• _Exercise_
Nothing before the line containing "Identify the soldier's hand" belongs in the answer; quote that line and all lines after it through the end of the material, word for word.

• _Supplied material_
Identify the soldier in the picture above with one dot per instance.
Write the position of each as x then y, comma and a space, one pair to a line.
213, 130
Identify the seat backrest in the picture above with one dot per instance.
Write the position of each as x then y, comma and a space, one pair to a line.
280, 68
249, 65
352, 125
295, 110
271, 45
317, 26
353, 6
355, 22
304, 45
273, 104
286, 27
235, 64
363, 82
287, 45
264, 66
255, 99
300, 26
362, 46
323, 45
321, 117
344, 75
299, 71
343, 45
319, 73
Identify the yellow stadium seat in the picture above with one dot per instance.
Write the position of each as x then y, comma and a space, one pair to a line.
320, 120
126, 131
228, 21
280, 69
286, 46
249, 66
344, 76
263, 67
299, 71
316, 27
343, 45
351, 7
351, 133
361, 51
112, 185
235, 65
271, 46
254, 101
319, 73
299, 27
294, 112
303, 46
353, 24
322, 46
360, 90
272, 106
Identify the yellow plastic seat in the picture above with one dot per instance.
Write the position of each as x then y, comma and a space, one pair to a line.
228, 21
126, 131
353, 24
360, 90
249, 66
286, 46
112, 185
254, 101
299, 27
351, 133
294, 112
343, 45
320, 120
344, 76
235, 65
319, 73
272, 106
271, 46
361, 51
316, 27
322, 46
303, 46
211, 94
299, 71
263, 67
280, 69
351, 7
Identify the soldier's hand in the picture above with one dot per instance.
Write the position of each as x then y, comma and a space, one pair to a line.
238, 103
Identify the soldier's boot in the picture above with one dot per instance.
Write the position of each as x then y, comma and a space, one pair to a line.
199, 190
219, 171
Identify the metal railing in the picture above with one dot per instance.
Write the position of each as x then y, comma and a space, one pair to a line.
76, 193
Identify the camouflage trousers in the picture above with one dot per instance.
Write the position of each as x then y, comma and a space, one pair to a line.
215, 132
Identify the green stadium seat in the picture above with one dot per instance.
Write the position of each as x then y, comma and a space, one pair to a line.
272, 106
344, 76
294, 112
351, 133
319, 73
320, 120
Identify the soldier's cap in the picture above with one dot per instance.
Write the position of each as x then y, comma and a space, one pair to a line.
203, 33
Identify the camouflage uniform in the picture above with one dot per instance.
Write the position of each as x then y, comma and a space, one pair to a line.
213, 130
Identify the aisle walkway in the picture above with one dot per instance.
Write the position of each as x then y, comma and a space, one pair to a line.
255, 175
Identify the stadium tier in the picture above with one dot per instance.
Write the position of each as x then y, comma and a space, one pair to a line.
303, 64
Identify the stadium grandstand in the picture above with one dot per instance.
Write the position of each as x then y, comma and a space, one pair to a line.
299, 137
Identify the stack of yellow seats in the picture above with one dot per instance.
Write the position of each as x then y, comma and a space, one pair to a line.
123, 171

• _Output below_
Identify the soldier's hand in the picture above with one dot per instance.
Write the position of each as x then y, comma and a space, one pair to a line.
238, 103
Identify the soldier's boot in the picture above with one dot per instance.
Write the position of each as x then y, comma and a space, one pair to a line.
199, 190
219, 171
Identify the metal railing in the picture above with one dot per instance.
Write the position of each as x then y, comma and a space, one pair to a line.
76, 193
Identify the camouflage trousers in the picture above with one dot per instance.
Write the position of each as x then y, comma and a space, one pair to a line.
215, 132
Identify the green stadium seat in the picture above with one dot per instance.
Write the position of each as x then y, comma and a space, one pair to a line.
272, 106
344, 76
294, 112
351, 133
319, 73
320, 120
Identify the soldier's cap in the picture above with one dot per instance.
Write the position of each as x then y, comma and a space, one pair to a line.
203, 33
Identify the camouflage uniform in the picture above with one dot per instance.
Write the position of each as x then y, comma and a space, one pair to a line.
213, 130
Identify the aisle walkway in the picture above with one dot per instance.
Write the position of each as x then y, comma and a space, one pair to a line.
255, 175
Identify the stadium tier in the picture above with one dot per instance.
Write the position of each as x then y, comma and a space, one pair to a line.
303, 64
Identify the stadium grandstand in the picture above with one dot per instance.
Write the position of each as x then y, comma and a space, one pair to a line.
299, 137
Identify the stack of yellow seats in the picture above with one dot per instance.
Write the position of each as x then y, comma and a space, one pair to a line.
123, 171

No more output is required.